- TASK DETAILS -
Update the material below, replacing each "retail shelf check" with "store shelf audit" and leaving every other line unchanged.

---------- DATA FOR THE TASK ----------

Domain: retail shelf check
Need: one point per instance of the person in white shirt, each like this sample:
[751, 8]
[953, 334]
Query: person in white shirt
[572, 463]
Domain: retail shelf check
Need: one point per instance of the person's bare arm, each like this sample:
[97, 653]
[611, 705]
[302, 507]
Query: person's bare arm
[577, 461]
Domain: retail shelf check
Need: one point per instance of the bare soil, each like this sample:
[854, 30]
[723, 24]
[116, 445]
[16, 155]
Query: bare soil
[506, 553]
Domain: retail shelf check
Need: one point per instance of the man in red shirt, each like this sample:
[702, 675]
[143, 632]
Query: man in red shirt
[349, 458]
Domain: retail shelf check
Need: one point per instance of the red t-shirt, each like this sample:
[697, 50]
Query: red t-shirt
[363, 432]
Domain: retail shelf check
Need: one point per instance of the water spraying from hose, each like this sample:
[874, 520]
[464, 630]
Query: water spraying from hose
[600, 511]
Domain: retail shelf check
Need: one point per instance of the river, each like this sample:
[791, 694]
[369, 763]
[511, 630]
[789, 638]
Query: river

----------

- FINAL RESULT -
Domain: store shelf audit
Need: one point per instance of the person in white shirt, each like this sample:
[751, 8]
[953, 334]
Query: person in white shirt
[572, 463]
Domain: store shelf audit
Need: one point per instance of the person's bare arm, each like this sample:
[97, 653]
[611, 705]
[302, 507]
Query: person's bare arm
[577, 461]
Domain: store shelf audit
Need: one point per instance of the bare soil, each like this sample:
[854, 30]
[723, 24]
[116, 445]
[16, 155]
Query: bare soil
[506, 553]
Domain: store shelf audit
Need: one point per instance of the man in red shirt, each like this sample:
[702, 675]
[143, 632]
Query: man in red shirt
[349, 458]
Domain: store shelf audit
Need: one point per instance of the red t-shirt, each like this sample:
[697, 50]
Query: red t-shirt
[363, 432]
Domain: store shelf audit
Need: one point per instance of the water spraying from hose, each like this sample:
[874, 520]
[464, 630]
Query: water spraying from hose
[600, 511]
Domain: store shelf audit
Need: one point per instance of the river, each like this sample:
[791, 694]
[369, 763]
[511, 630]
[789, 638]
Query: river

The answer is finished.